== Extract ==
******************************
Kids love to snack. In fact, it’s good for them, as long as they choose healthy foods
and keep portions in check. The following suggestions can help you and your family
boost the quality of between-meal eating.
If your children are old enough to serve themselves, setting some rules (and a good
example) can help them keep on track:
To make healthy snacking easier, keep your refrigerator, pantry, and countertops stocked
with nutritious foods in snack-size amounts.
Offer an abundance of fruits and vegetables. That helps kids and grown-ups alike consume
the daily recommended amount of produce. It helps contain snacking costs, too.
Include a high-protein food such as a hard-boiled egg, cheese, yogurt, nuts, or peanut
butter. Such foods provide energy and are more likely to satisfy hunger.
Concentrate on whole-grain snacks that contain more fiber, vitamins, and minerals
than refined grain snacks. Keep an eye out for large amounts of added sugar, salt,
and saturated or trans fat in these products.
******************************
== Rows excerpted from a collection ==

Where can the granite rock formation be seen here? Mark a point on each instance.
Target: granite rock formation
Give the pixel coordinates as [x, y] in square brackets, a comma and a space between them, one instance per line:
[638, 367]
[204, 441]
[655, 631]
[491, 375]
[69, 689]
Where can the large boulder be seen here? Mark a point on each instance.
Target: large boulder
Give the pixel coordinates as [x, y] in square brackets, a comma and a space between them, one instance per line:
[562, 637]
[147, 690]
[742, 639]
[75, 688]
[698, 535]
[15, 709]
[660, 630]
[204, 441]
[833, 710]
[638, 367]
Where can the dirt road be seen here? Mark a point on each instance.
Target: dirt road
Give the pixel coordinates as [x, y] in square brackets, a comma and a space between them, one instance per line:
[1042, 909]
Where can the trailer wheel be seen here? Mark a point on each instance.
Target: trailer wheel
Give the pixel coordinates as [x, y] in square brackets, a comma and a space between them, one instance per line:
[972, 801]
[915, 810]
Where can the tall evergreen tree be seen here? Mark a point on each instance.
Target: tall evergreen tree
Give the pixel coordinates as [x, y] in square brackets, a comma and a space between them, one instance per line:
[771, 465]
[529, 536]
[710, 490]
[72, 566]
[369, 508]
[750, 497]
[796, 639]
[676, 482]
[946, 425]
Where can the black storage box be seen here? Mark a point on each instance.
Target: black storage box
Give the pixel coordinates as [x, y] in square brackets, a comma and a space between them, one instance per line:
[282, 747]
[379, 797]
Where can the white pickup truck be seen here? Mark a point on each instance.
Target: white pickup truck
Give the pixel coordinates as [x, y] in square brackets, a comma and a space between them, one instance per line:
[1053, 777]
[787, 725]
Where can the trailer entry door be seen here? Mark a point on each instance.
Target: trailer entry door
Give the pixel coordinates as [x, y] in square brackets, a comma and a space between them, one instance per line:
******************************
== Things to do ==
(a) Translate this sentence from the passage on healthy snacking into Spanish: "Offer an abundance of fruits and vegetables."
(b) Carry the passage on healthy snacking forward from its final sentence with a few more sentences of advice in the same style.
These rows have no connection to the passage on healthy snacking.

== Solved problems ==
(a) Ofrezca una abundancia de frutas y verduras.

(b)
Try plain-water alternatives, such as seltzer, sparkling water, and club soda served
over ice. These beverages are free of caffeine and added sweeteners. Limit juice intake
to 6 ounces (one serving) per day for children ages 1 to 6 and no more than 12 ounces
(two servings) per day for kids ages 7 to 18. Children who drink more sweetened soda,
iced tea, lemonade, and juice are more likely to be overweight than those who don’t.
Pack low-fat string cheese, dried fruits and nuts, carrot and celery sticks, or cut-up
fruit in bags for healthy snacks when you’re out and about.
Don’t forget these kid-friendly favorites: celery sticks with peanut butter topped
with raisins, frozen grapes, apple slices smeared with nut butter, single-serving
containers of fat-free yogurt, and tortilla chips and salsa.
Remember, healthy snacks eaten in moderation can be part of a nutritious diet for
you and your children.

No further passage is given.